◆ Trecho ◆
────────────────────

A 4 de setembro de 1956 reflete em outro de seus cadernos:
 
“Quem inventou o casamento foi um torturador astuto. É uma instituição destinada a embota os sentimentos. Toda a questão do casamento se resume na repetição. O melhor que ele almeja é a criação de dependências fortes e mútuas.
 
Brigas acabam perdendo todo o sentido, a menos que a pessoa esteja sempre pronta a agir sobre elas — ou seja, terminar o casamento. Assim, depois do primeiro ano, a pessoa para de ‘perdoar’ depois das brigas — apenas recai num silêncio irritado, que passa a um silêncio comum, e depois continua outra vez.”
 
A união dos dois durou apenas oito anos.
 
O escritor David Rieff, filho de Susan Sontag, sabia que os quase cem cadernos que sua mãe foi empilhando na cômoda do quarto formavam seus diários. A escritora morreu de mielodisplasia em 2004 sem tomar uma decisão sobre o que fazer com todo esse material. Sem saber se sua mãe queria que fosse publicado, Rieff concordou em montar uma sua edição. Preferiu ele próprio cuidar do trabalho, embora soubesse que não existiria nisso nenhum divertimento. No prólogo do primeiro volume, o dedicado aos Early Diaries 1947-1963, Rieff escreve: “meu critério de seleção foi parcialmente determinado pela ideia de que o mais convincente nos diários eram a crueza e o retrato sem verniz que estes documentos apresentam de Susan Sontag quando jovem, a qual conscientemente e de forma decidida se empenhou em criar a pessoa que ela queria ser.”
 
A 19 de novembro de 1959, aos vinte e seis anos:
 
“A vinda do orgasmo mudou minha vida. Fui libertada, mas não é esta a maneira de dizer isso. Mais importante: me estreitou, limitou as possibilidades, tornou as possibilidades mais claras e definidas. Não sou mais ilimitada, ou seja, nada.
 
Sexualidade é o paradigma. Antes, minha sexualidade era horizontal, uma linha infinita capaz de ser infinitamente subdividida. Agora é vertical; para o alto e para cima, ou nada.
 
O orgasmo põe em foco. Eu anseio por escrever. A vinda do orgasmo não é salvação, porém, mais que isso, o nascimento do meu ego.”
 
Em 31 de dezembro de 1957 (aos vinte e quatro anos), Sontag observa:
 
“É superficial entender o diário apenas como um receptáculo dos pensamentos privados, secretos, de alguém — como um confidente que é surdo, mudo e analfabeto. No diário eu não apenas exprimo a mim mesma de modo mais aberto do que poderia fazer com qualquer pessoa; eu me crio. [...]
 
Com um pouco de construção do ego — como o fait accompli que este diário proporciona — eu vou superar as dificuldades para adquirir a confiança de que eu (eu) tenho algo a dizer, e que deve ser dito.

────────────────────

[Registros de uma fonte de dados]
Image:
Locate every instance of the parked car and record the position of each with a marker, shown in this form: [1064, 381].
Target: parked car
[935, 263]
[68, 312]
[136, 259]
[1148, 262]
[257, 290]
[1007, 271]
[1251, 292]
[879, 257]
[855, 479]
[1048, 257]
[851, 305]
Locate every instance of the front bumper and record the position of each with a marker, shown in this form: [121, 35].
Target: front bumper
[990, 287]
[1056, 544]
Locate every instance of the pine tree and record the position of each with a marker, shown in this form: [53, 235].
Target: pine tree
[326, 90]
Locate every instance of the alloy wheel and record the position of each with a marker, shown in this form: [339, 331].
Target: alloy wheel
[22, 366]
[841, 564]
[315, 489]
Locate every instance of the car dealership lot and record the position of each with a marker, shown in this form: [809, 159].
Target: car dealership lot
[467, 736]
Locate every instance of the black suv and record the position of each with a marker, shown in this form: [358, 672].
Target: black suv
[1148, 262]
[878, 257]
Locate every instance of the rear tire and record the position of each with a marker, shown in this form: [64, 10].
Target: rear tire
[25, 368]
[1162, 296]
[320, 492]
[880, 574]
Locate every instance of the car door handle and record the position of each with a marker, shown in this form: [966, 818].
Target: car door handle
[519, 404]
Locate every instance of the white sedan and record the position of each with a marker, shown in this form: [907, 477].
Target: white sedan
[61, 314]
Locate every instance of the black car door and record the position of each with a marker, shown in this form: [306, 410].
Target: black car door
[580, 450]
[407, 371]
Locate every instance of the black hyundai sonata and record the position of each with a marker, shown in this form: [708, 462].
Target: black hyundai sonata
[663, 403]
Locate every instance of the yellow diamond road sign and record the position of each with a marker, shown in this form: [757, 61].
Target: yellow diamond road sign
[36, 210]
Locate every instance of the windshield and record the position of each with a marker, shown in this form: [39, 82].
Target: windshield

────────────────────

◆ Tarefas ◆
- a) Reescreva em forma de lista, mais curta, o parágrafo do trecho que começa com "O escritor David Rieff", mantendo os fatos principais.
- b) Por favor, diga se cada afirmação concorda com o trecho, respondendo sim ou não e citando as palavras decisivas: (i) A união dos dois durou oito anos. (ii) Sontag decidiu, antes de morrer, que os cadernos deveriam ser publicados. (iii) Em 1957, Sontag via o diário apenas como um receptáculo de pensamentos secretos.
- c) Liste todas as datas completas, com dia, mês e ano, que aparecem no trecho.

◆ Respostas ◆
- a)
- David Rieff, filho de Susan Sontag, sabia que os quase cem cadernos empilhados na cômoda do quarto da mãe eram os diários dela.
- Sontag morreu de mielodisplasia em 2004 sem decidir o que fazer com esse material.
- Sem saber se ela queria a publicação, Rieff aceitou montar uma edição e preferiu fazer o trabalho ele mesmo, mesmo sabendo que não seria divertido.
- No prólogo do primeiro volume, Early Diaries 1947-1963, ele explica que sua seleção se guiou em parte pela ideia de que o mais convincente nos diários eram a crueza e o retrato sem verniz da jovem Sontag, que se empenhou de forma consciente e decidida em criar a pessoa que queria ser.

- b)
(i) Sim: "A união dos dois durou apenas oito anos."
(ii) Não: "A escritora morreu de mielodisplasia em 2004 sem tomar uma decisão sobre o que fazer com todo esse material."
(iii) Não: "É superficial entender o diário apenas como um receptáculo dos pensamentos privados, secretos, de alguém"

- c)
- 4 de setembro de 1956
- 19 de novembro de 1959
- 31 de dezembro de 1957